Africa and the WTO

The Perils of Weakening the Development Agenda

Biraj Patnaik and Timothy A. Wise

Biraj Patnaik is the Principal Adviser to the Commissioners of the Supreme Court of India in the Right to Food case. Regular Triple Crisis contributor Timothy A. Wise is the Policy Research Director at Tufts University’s Global Development and Environment Institute.

In the 2013 WTO Ministerial in Bali, India stood mostly alone as the rich countries tried to isolate the government for its stockholding and food security program. But India is far from alone in recognizing the value of public food reserves as insurance against price volatility, emergency food in the event of shortages, and stocks for anti-poverty programs.

In fact, many African countries, including Kenya, Egypt, and Zambia manage such initiatives. They would be deluding themselves to think that the WTO measures taken against India will not be used against them. Most of these countries have exceeded, or are on the verge of exceeding, the de minimis limits set by the WTO’s Agreement on Agriculture (AoA), tripped up by the same loophole that has snagged India. That technicality, which artificially inflates the calculation of subsidy levels, must be resolved in Nairobi along with additional progress on outstanding agricultural issues in the long-running Doha negotiations.

To put the Doha Round in perspective, suffice it to say that even if the entire round was concluded to the satisfaction of the developing countries, it would not address any of the issues of food sovereignty that are raised by social movements in the Food and Nutrition Watch 2015, released today at FAO in Rome. It is, thus, from the perspective of social movements, a minimalist package facilitated by the WTO – an agency that they believe does not have the legitimacy to deal with issues of agriculture and food security, and which ultimately seems to favor corporations and profit interests of the most powerful States.

U.S.: Divide and Conquer

The AoA allows the rich countries to retain their farm subsidies while preventing developing countries, from providing similar level of subsidies to poor and marginal farmers. All attempts by the G-33 countries to push through their proposal on food security at the WTO, by treating public stockholding programs as allowable Green Box subsidies, have been stymied, particularly by the US and the EU.

On the other hand, issues like the Trade Facilitation Agreement (TFA) where developed countries stand to benefit the most, continue to be pushed at breakneck speed, pushed aggressively by the WTO Chair, Roberto Azevedo.

Tragically, the US manages to have its way at successive WTO ministerials because of the divisive politics it plays. At Bali, it was the Least Developed Countries (LDC) package that was used to divide the developing countries. At Nairobi the tactic that is most likely to be used is to divide developing countries by trying to carve out an entirely different category of “Low Income Developing Countries” (LIDC).

The goal is to split them from the “emerging” economies, primarily the BRICS countries, then argue they are now too developed to receive the same special and differentiated treatment (S&DT) mandated for developing countries as a whole.

This divide-and-conquer strategy seems to be taking effect, as the African Caribbean and Pacific (ACP) countries presented a recent paper at the WTO, which argued precisely for separating off the emerging countries. This plays directly into the US designs for creating divisions at Nairobi.

Making the “First African WTO Ministerial” Meaningful

The Tenth Ministerial is already being touted as the first “African” Ministerial, raising the stakes for host Kenya to produce an agreement.

Failure, of course, is defined as the rich countries not having their way, yet again at the cost of some of the hungriest people on the planet.

REQUIREMENT 1
According to the article on Africa and the WTO, who is the WTO Chair?
The listing that follows has no connection to the article on Africa and the WTO.

SUPPLIED MATERIAL
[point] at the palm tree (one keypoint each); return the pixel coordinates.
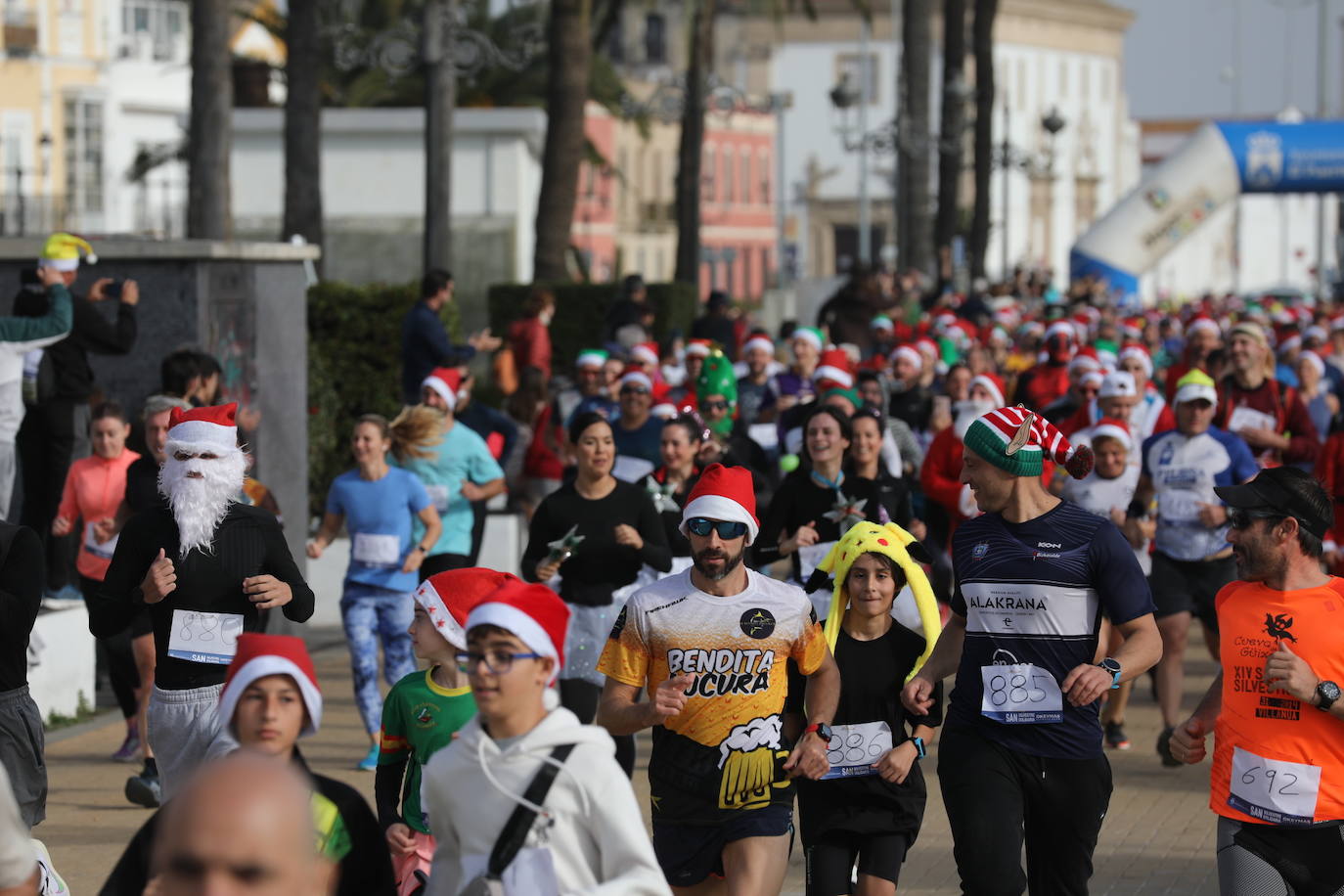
(568, 71)
(984, 43)
(690, 151)
(302, 122)
(953, 121)
(917, 64)
(210, 128)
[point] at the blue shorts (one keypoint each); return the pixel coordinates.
(690, 853)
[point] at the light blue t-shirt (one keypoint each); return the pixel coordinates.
(378, 516)
(463, 454)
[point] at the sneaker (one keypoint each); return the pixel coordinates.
(144, 790)
(129, 749)
(1116, 737)
(370, 762)
(1164, 748)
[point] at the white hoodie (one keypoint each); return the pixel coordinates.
(592, 828)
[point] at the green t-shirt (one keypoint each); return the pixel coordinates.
(420, 718)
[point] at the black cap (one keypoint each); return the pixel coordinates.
(1269, 490)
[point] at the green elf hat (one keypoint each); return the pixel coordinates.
(1017, 441)
(717, 378)
(62, 251)
(898, 544)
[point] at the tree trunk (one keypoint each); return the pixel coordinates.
(953, 122)
(302, 124)
(210, 129)
(439, 100)
(568, 67)
(699, 66)
(917, 62)
(984, 40)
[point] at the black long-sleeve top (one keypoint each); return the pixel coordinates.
(801, 500)
(22, 578)
(599, 565)
(90, 332)
(248, 542)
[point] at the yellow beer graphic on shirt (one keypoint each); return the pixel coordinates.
(746, 759)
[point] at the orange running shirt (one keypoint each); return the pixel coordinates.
(725, 751)
(1278, 760)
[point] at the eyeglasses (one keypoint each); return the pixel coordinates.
(1240, 518)
(728, 529)
(496, 661)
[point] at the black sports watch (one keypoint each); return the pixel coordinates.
(1113, 668)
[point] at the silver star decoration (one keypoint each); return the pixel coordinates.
(563, 547)
(847, 512)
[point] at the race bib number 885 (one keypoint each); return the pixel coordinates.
(1020, 694)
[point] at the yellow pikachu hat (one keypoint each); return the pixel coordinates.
(893, 542)
(62, 251)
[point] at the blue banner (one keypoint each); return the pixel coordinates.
(1273, 157)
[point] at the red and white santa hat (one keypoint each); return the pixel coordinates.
(723, 493)
(204, 428)
(1109, 427)
(531, 612)
(445, 381)
(646, 353)
(992, 383)
(834, 367)
(449, 597)
(272, 654)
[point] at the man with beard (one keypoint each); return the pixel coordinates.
(711, 645)
(1277, 781)
(205, 567)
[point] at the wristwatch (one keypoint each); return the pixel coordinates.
(1113, 668)
(822, 730)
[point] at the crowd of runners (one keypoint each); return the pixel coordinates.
(931, 528)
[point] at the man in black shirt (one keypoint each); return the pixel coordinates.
(205, 565)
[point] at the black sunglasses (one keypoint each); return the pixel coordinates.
(728, 529)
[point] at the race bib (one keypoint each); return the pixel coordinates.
(103, 550)
(1273, 790)
(1020, 694)
(852, 748)
(438, 496)
(204, 637)
(377, 550)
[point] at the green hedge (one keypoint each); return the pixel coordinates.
(581, 313)
(354, 367)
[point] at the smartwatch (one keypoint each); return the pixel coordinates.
(1113, 668)
(822, 730)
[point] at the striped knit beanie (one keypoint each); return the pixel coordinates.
(1016, 439)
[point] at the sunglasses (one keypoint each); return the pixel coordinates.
(728, 529)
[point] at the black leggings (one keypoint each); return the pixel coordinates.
(581, 697)
(118, 658)
(996, 797)
(830, 860)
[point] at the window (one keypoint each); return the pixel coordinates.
(83, 154)
(848, 67)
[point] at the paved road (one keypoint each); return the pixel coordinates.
(1157, 837)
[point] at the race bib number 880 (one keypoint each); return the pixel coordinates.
(1020, 694)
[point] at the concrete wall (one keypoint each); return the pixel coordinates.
(245, 302)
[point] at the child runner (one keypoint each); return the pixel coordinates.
(377, 503)
(424, 712)
(585, 833)
(869, 809)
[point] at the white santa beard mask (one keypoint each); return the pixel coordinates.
(201, 504)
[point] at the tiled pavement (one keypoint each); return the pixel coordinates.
(1157, 837)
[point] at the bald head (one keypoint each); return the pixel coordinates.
(245, 825)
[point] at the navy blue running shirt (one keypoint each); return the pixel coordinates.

REQUIREMENT 2
Render part of the listing as a Markdown table with the columns No. and Line, one row per line and no rows for blank lines. Begin at the listing line that has "[point] at the man in", and stop after the one that has "(1016, 439)".

WRITTEN RESPONSE 1
Roberto Azevedo.

WRITTEN RESPONSE 2
| No. | Line |
|---|---|
| 1 | [point] at the man in black shirt (one keypoint each); return the pixel coordinates. |
| 2 | (205, 565) |
| 3 | [point] at the black sunglasses (one keypoint each); return the pixel coordinates. |
| 4 | (728, 529) |
| 5 | [point] at the race bib (one keypoint each); return the pixel coordinates. |
| 6 | (103, 550) |
| 7 | (1273, 790) |
| 8 | (1020, 694) |
| 9 | (852, 748) |
| 10 | (438, 496) |
| 11 | (204, 637) |
| 12 | (377, 550) |
| 13 | [point] at the green hedge (one keypoint each); return the pixel coordinates. |
| 14 | (581, 313) |
| 15 | (354, 367) |
| 16 | [point] at the smartwatch (one keypoint each); return the pixel coordinates. |
| 17 | (1113, 668) |
| 18 | (822, 730) |
| 19 | [point] at the striped knit beanie (one keypoint each); return the pixel coordinates. |
| 20 | (1016, 439) |